Saturday, July 28, 2012

natural superfood smoothie

I bought kelp meal awhile ago from Ecollegy with stars in my eyes: "it's so full of minerals!!". But actually I hate seaweed. So here is my compromise:

Boil 250 mL of water in the kettle. Pour this over 4 tbsp of kelp meal and 2-4 tbsp green tea (for extra antioxidants). Cover immediately and let steep for at least one hour. Let cool completely, then strain out solids. Tea will be very strong.

In a blender, put 1 banana, 1 peach, a handful of blueberries, a small handful of flax seeds, some yogurt, kefir or coconut milk, and your crazy tea mixture. Blend it until no chunks remain. Taste - if you need it sweeter, use raw honey or some dates. If you really want to go all out, throw in some freshly peeled ginger and/or oats. Add peanuts or other nuts if you want... mmm peanut butter. Drink it cold.

Wednesday, July 25, 2012

Super Supper Scrambled Tofu

- 1 onion, thinly sliced

--> Fry in bacon fat (or vegetable oil, or a mix, but bacon fat is best - just keep it in the fridge when you make bacon)  over low-medium until soft and transparent, then add:

- 2 potatoes, thinly sliced & boiled (or if in a hurry, add them raw with 1/3-1/2 c water and add about 10 minutes cooking time, until water is absorbed/evaporated)
- 1 package firm or extra-firm tofu

--> Fry together with the onions, turning up the heat to medium-high, adding more oil as necessary. Cook, stirring often, for about 10 minutes. Add:

- 1 1/2 tbsp thyme (or whatever you want)
- 1-2 tsp salt
- 1/2 tsp pepper
- about 1/4 grated cheese
- 2 tomatoes, sliced roughly

--> Cook 3-4 minutes until tomatoes are soft but not disintegrating. Enjoy!

Tuesday, July 24, 2012

Which would you pick?

As most (or all) of you know, I work in the daycare business, and when it comes to the food given to the children, 'j'en ai vu des mûres et des moins mûres'. There are no regulation as to what exactly we give children to eat in a daycare setting, apart that it has to have one starch component, one dairy component, and one vegetable component. And in the 9 years of witnessing terrible lunches and snacks, I have never seen the government come into the daycare to check out our food. They content themselves with a typed menu sent by the director of the daycare.

I have seen some nasty shit pass into the gullets of unsuspecting and unknowing children. Things like frozen 1.00$ Michelina meals, pizza pockets, rocky road ice cream (twice in one week), goldfish crackers, cherry chip flavored cupcakes, etc. Delicious, 18 months to four year old appropriate right?
******
What to work on -
A) Copy the food blog starting with "Super Supper Scrambled" and going on through "whatever you want)", substituting "butter" for each occurrence of "bacon fat".
B) Decide whether each statement agrees with the food blog, answering yes or no and quoting the deciding words: (i) the kelp and green tea mixture is strained before it goes into the smoothie; (ii) the onion for the scrambled tofu is first fried over high heat; (iii) government officials have regularly come into the daycare to inspect the food.
******
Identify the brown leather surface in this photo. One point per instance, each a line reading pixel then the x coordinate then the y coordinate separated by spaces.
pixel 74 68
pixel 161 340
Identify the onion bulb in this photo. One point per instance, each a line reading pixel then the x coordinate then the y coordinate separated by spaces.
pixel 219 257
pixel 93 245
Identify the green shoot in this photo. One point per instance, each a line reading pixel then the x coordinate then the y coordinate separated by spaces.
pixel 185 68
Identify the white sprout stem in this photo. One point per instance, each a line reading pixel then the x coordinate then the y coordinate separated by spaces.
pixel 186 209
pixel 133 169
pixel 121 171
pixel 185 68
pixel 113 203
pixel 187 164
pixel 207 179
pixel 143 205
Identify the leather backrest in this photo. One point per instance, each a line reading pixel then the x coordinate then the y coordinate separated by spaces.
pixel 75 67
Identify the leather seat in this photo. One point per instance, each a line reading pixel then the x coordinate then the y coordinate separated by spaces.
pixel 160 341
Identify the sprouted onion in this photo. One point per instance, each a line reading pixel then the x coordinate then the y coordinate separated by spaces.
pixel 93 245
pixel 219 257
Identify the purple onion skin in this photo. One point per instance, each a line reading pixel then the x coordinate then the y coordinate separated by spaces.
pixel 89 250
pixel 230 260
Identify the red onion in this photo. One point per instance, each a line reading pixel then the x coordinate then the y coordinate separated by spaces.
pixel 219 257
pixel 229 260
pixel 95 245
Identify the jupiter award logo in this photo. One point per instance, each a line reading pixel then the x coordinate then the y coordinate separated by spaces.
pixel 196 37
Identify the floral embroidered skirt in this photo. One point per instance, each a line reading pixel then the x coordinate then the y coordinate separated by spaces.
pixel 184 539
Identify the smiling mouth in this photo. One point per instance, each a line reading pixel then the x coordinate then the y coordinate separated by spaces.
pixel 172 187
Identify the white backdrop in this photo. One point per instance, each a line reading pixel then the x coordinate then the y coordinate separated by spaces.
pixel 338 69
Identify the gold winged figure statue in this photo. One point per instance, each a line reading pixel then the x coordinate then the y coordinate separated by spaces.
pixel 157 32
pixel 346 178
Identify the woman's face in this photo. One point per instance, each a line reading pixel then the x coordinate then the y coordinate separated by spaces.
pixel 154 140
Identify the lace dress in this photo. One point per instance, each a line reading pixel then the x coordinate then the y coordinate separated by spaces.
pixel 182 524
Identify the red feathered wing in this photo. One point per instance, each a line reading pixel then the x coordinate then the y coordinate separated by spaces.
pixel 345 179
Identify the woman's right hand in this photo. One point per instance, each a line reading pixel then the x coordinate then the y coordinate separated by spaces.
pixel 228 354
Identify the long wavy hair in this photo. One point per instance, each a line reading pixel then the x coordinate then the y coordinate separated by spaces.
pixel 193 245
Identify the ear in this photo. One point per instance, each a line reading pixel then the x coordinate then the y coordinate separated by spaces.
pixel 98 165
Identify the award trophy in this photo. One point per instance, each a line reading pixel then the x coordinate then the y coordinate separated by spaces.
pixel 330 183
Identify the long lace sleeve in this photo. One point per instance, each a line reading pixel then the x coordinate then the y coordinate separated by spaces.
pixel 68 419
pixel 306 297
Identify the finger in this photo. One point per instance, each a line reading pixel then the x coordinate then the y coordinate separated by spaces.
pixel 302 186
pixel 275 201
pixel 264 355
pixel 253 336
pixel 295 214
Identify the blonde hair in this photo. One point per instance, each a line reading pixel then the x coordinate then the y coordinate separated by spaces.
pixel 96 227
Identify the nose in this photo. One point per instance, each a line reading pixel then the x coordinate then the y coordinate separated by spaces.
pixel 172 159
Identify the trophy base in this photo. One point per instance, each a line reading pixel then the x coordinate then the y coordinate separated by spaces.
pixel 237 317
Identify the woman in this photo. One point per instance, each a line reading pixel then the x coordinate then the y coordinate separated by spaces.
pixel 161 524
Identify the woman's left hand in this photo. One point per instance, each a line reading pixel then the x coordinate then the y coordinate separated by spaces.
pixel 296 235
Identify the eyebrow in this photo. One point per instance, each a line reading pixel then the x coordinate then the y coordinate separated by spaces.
******
The replies -
A)
Super Supper Scrambled Tofu

- 1 onion, thinly sliced

--> Fry in butter (or vegetable oil, or a mix, but butter is best - just keep it in the fridge when you make bacon)  over low-medium until soft and transparent, then add:

- 2 potatoes, thinly sliced & boiled (or if in a hurry, add them raw with 1/3-1/2 c water and add about 10 minutes cooking time, until water is absorbed/evaporated)
- 1 package firm or extra-firm tofu

--> Fry together with the onions, turning up the heat to medium-high, adding more oil as necessary. Cook, stirring often, for about 10 minutes. Add:

- 1 1/2 tbsp thyme (or whatever you want)

B)
(i) Yes: "Let cool completely, then strain out solids."
(ii) No: "over low-medium until soft and transparent"
(iii) No: "I have never seen the government come into the daycare to check out our food."